### ABOUT THIS TASK:
From the article on Dutch Elm disease below, extract word for word the part that opens with the words "Fifty years ago" and closes with "was some firewood.".

### EXCERPT PROVIDED:
****

History on the demise of the mighty elm tree
Posted: Living Sussex, Sun, Aug. 10, 2010
A pages past article in the July 28 Sussex Sun told of two cases of Dutch Elm disease being reported in Menomonee Falls during the month of July in 1960.
“This brings the total to 20 in Waukesha County. American Elm trees are the largest tree in Waukesha County and make up approximately one quarter of the trees in the county. It is expected that this disease will wipe out this type of tree,” reads the summary from an old news story.
Fifty years ago the great forest of mighty American Elms started disappearing from Sussex-Lisbon with the arrival of the dreaded Dutch Elm Disease. In 1960, one fourth of the trees in the area were part of the Elm tree family. Elm trees can grow to be up to 100-feet-tall with trunks that are often 5 feet thick or larger. Today giant elms are very rare locally and the skeletons of the recent dead elm can be seen. Adjacent to Melinda Weaver Park on Maple Avenue are two of these dead trees with a third looking like it won’t be around much longer. Meanwhile Carol Moody on Old Mill Lane recently had a dead elm cast a branch up against her windows in a wind storm breaking wood all over her landscaping and cracking a window. The only good thing that came of it was some firewood.

****

### EXCERPTED RECORDS:
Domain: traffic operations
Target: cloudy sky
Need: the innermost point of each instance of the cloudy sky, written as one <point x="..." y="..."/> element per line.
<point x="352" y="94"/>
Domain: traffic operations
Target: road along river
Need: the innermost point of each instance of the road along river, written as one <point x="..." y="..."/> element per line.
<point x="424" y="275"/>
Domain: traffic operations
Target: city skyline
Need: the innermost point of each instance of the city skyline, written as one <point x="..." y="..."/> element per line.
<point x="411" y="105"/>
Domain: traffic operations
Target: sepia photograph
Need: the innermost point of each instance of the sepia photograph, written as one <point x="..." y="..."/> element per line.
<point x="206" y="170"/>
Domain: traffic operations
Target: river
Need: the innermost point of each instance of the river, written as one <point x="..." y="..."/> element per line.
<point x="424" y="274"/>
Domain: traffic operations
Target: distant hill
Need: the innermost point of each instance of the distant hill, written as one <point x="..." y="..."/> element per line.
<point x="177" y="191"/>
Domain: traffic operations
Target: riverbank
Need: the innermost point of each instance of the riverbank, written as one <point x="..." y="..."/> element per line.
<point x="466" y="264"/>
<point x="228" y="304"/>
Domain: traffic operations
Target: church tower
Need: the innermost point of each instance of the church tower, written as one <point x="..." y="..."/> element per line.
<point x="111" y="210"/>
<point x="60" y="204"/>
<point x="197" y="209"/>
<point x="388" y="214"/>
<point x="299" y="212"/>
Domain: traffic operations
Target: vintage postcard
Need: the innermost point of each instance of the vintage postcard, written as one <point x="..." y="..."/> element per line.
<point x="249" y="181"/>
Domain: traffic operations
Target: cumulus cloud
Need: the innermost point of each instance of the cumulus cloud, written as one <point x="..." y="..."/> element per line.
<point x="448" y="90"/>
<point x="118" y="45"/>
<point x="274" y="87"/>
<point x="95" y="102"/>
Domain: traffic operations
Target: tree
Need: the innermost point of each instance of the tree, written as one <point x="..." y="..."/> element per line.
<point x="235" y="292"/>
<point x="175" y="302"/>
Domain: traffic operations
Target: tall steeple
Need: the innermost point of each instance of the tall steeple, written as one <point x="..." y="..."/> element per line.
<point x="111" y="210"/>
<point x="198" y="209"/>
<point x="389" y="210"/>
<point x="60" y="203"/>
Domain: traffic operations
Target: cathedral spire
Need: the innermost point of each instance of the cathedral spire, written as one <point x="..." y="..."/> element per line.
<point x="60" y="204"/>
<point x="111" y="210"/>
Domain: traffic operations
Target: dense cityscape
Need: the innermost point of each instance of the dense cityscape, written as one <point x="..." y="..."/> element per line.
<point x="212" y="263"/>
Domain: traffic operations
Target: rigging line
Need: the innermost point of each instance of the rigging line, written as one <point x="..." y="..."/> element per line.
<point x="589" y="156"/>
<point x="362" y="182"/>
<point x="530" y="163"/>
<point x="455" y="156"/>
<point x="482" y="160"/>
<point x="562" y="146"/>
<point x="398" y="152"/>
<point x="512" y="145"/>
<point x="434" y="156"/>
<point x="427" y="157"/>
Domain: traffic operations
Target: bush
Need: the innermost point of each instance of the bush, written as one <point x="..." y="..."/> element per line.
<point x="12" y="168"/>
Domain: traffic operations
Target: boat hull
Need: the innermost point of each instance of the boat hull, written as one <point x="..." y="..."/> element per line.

****

### TASK SOLUTION:
Fifty years ago the great forest of mighty American Elms started disappearing from Sussex-Lisbon with the arrival of the dreaded Dutch Elm Disease. In 1960, one fourth of the trees in the area were part of the Elm tree family. Elm trees can grow to be up to 100-feet-tall with trunks that are often 5 feet thick or larger. Today giant elms are very rare locally and the skeletons of the recent dead elm can be seen. Adjacent to Melinda Weaver Park on Maple Avenue are two of these dead trees with a third looking like it won’t be around much longer. Meanwhile Carol Moody on Old Mill Lane recently had a dead elm cast a branch up against her windows in a wind storm breaking wood all over her landscaping and cracking a window. The only good thing that came of it was some firewood.